• _Exercise_: Find every line in the records below that contains the word "backpack", and copy each of those lines.

• _Dataset_:
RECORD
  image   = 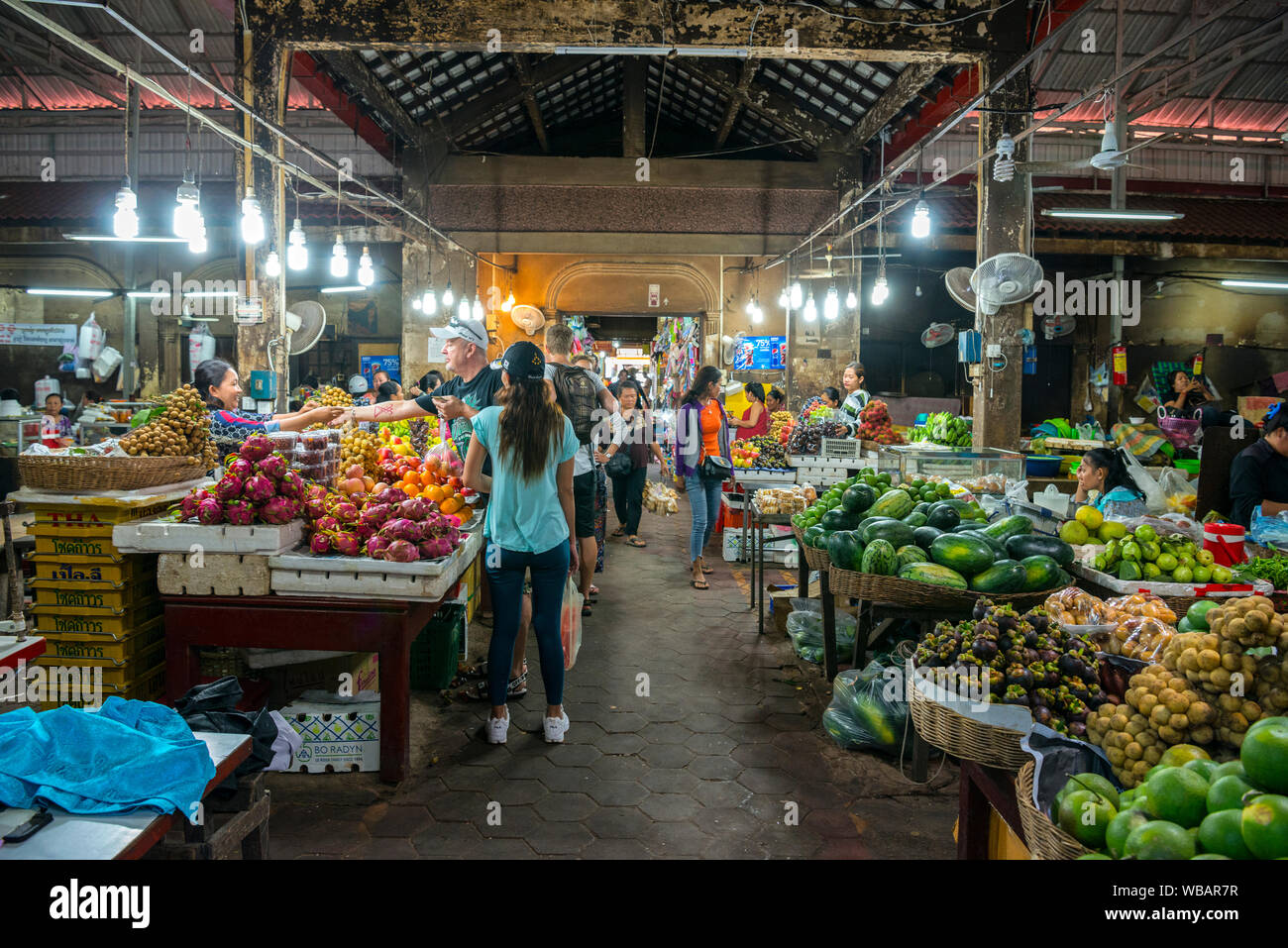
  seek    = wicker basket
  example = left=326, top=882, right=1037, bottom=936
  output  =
left=909, top=686, right=1031, bottom=771
left=1015, top=758, right=1091, bottom=859
left=828, top=567, right=1057, bottom=610
left=18, top=455, right=206, bottom=492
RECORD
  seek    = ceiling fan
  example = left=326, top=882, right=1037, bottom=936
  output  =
left=993, top=119, right=1171, bottom=181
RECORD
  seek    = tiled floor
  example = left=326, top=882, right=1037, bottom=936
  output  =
left=269, top=481, right=957, bottom=859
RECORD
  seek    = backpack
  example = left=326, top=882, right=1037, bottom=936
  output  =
left=553, top=365, right=599, bottom=445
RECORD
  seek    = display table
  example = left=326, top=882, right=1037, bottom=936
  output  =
left=162, top=595, right=446, bottom=784
left=0, top=732, right=252, bottom=861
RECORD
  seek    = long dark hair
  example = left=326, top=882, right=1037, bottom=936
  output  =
left=493, top=378, right=564, bottom=481
left=192, top=360, right=233, bottom=408
left=1082, top=448, right=1145, bottom=498
left=680, top=366, right=720, bottom=404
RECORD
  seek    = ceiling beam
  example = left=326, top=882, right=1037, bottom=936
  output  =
left=246, top=0, right=1004, bottom=63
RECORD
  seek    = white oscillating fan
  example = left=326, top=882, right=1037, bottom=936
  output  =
left=921, top=322, right=957, bottom=349
left=970, top=254, right=1042, bottom=316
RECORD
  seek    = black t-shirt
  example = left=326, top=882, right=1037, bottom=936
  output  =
left=1231, top=438, right=1288, bottom=527
left=416, top=366, right=501, bottom=474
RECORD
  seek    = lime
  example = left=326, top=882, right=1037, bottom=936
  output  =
left=1199, top=810, right=1252, bottom=859
left=1124, top=819, right=1194, bottom=859
left=1241, top=793, right=1288, bottom=859
left=1145, top=767, right=1208, bottom=828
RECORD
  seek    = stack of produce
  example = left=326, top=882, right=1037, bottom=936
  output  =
left=909, top=411, right=971, bottom=448
left=855, top=398, right=903, bottom=445
left=913, top=596, right=1108, bottom=737
left=769, top=411, right=796, bottom=445
left=793, top=469, right=1073, bottom=593
left=304, top=487, right=465, bottom=563
left=120, top=385, right=219, bottom=468
left=179, top=434, right=308, bottom=527
left=787, top=417, right=850, bottom=455
left=734, top=434, right=791, bottom=471
left=1051, top=717, right=1288, bottom=859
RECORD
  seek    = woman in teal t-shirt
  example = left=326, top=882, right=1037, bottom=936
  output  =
left=465, top=342, right=577, bottom=745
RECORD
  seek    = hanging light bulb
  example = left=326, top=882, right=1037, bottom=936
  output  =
left=331, top=235, right=349, bottom=277
left=358, top=245, right=376, bottom=286
left=112, top=175, right=139, bottom=240
left=172, top=171, right=201, bottom=241
left=286, top=218, right=309, bottom=270
left=912, top=200, right=930, bottom=240
left=242, top=187, right=265, bottom=246
left=823, top=286, right=841, bottom=319
left=872, top=273, right=890, bottom=306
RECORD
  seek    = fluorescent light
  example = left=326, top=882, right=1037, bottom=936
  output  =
left=1221, top=279, right=1288, bottom=292
left=1042, top=207, right=1185, bottom=220
left=27, top=286, right=116, bottom=300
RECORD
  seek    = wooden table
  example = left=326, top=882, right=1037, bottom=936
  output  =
left=162, top=595, right=441, bottom=784
left=0, top=732, right=250, bottom=859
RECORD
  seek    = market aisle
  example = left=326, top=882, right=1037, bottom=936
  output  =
left=270, top=474, right=957, bottom=859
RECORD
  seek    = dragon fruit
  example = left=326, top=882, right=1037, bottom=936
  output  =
left=259, top=497, right=300, bottom=524
left=224, top=500, right=255, bottom=527
left=258, top=454, right=286, bottom=480
left=237, top=434, right=273, bottom=461
left=385, top=540, right=420, bottom=563
left=242, top=474, right=277, bottom=503
left=197, top=497, right=224, bottom=527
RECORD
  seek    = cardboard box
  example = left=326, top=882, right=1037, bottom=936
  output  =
left=282, top=700, right=380, bottom=773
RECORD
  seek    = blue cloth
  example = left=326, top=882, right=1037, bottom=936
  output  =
left=0, top=695, right=215, bottom=815
left=474, top=406, right=577, bottom=553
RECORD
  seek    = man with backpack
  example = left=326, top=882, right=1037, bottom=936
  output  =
left=546, top=323, right=617, bottom=616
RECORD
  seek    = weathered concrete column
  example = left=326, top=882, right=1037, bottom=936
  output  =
left=235, top=25, right=290, bottom=409
left=974, top=47, right=1033, bottom=450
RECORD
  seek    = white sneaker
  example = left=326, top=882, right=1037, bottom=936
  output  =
left=486, top=708, right=510, bottom=745
left=541, top=711, right=568, bottom=745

• _Result_:
  seek    = backpack
  seek    = man with backpack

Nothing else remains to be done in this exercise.